### [EXERCISES TO COMPLETE]
**1)** In the passage about a possible Summers nomination to lead the Fed, what position did Janet Yellen hold?
**2)** Resume the passage about a possible Summers nomination to lead the Fed, picking up right after its final sentence.
>> BEGIN EXCERPT
The jitters even have some analysts betting that a Summers nomination could lead to slower economic growth, less job creation and higher interest rates than if the president named Janet Yellen, the Fed's vice chairwoman.

Businesses raising money and people buying homes and cars all have faced higher interest rates in recent months as the Fed's campaign to suppress borrowing costs has faltered. The rise in rates reflects optimism that the economy is gaining strength, and an expectation that the Fed will begin to pull back its bond buying program later this year. But analysts also see evidence of a Summers effect.

Many investors expected that Ms Yellen would be nominated to replace Ben Bernanke as head of the central bank, a choice that would have sent a clear message of continuity. Instead, investors are now trying to anticipate how Mr Summers might change the Fed.

The unease is the result of a little information and a lot of speculation. Mr Summers, a Harvard University economist who served for two years as Obama's primary economic adviser, has said little about monetary policy in recent years.
>> END EXCERPT
>> BEGIN RECORDS PROVIDED
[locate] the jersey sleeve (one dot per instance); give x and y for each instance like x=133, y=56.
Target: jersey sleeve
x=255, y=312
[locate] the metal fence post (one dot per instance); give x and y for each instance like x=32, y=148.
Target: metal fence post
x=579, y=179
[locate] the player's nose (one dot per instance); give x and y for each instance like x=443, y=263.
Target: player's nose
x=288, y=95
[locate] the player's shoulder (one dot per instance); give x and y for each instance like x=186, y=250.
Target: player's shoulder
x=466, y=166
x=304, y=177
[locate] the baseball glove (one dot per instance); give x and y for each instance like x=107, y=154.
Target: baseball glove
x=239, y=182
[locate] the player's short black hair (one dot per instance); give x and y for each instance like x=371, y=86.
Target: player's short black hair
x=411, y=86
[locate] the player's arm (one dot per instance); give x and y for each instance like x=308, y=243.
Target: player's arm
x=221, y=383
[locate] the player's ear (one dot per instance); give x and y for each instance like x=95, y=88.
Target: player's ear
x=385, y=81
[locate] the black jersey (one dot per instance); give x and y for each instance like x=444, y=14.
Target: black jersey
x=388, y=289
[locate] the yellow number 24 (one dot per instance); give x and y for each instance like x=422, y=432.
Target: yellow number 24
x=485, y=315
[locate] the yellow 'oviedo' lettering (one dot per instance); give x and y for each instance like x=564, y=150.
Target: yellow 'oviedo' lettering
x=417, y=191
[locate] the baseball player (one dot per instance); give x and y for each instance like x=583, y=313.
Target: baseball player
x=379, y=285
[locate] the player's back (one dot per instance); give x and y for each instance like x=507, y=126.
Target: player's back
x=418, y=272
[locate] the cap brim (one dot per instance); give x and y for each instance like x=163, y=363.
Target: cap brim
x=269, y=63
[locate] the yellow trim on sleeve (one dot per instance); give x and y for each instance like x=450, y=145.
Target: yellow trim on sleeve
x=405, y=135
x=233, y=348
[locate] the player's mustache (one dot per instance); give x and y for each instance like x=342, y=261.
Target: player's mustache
>> END RECORDS PROVIDED
### [RESULTS]
**1)** She was the Fed's vice chairwoman.

**2)**
"People don't know what Larry might do," said Mohamed El-Erian, chief executive of Pimco, one of the world's biggest bond fund managers. "There's a lack of information on Larry's views. We don't have enough information to make an assessment, just some second- and third-hand accounts."

The President's top economic advisers uniformly support the selection of Mr Summers. They regard him as a creative thinker and an experienced crisis manager, qualities they value because they expect the Fed may confront difficult choices as it begins to retreat from its stimulus campaign.

They also insist Mr Summers supports the Fed's efforts to revive the economy and would continue those efforts. But Mr Summers has criticised the Fed's purchases of Treasury securities and mortgage-backed securities, warning that bond-buying on such a scale could distort financial markets. As a result, many investors suspect he would seek to end those purchases more quickly than Ms Yellen.

Julia Coronado, chief North America economist at BNP Paribas, said last week the yield on the benchmark 10-year Treasury note had started to rise as investors price in a Summers nomination. She said the yield could rise half a percentage point more than if the President nominated Mr Yellen.

She estimated this Summers effect would reduce domestic economic growth by a 0.5 to 0.75 percentage point over the next two years, which could reduce job creation by 350,000 to 500,000 jobs.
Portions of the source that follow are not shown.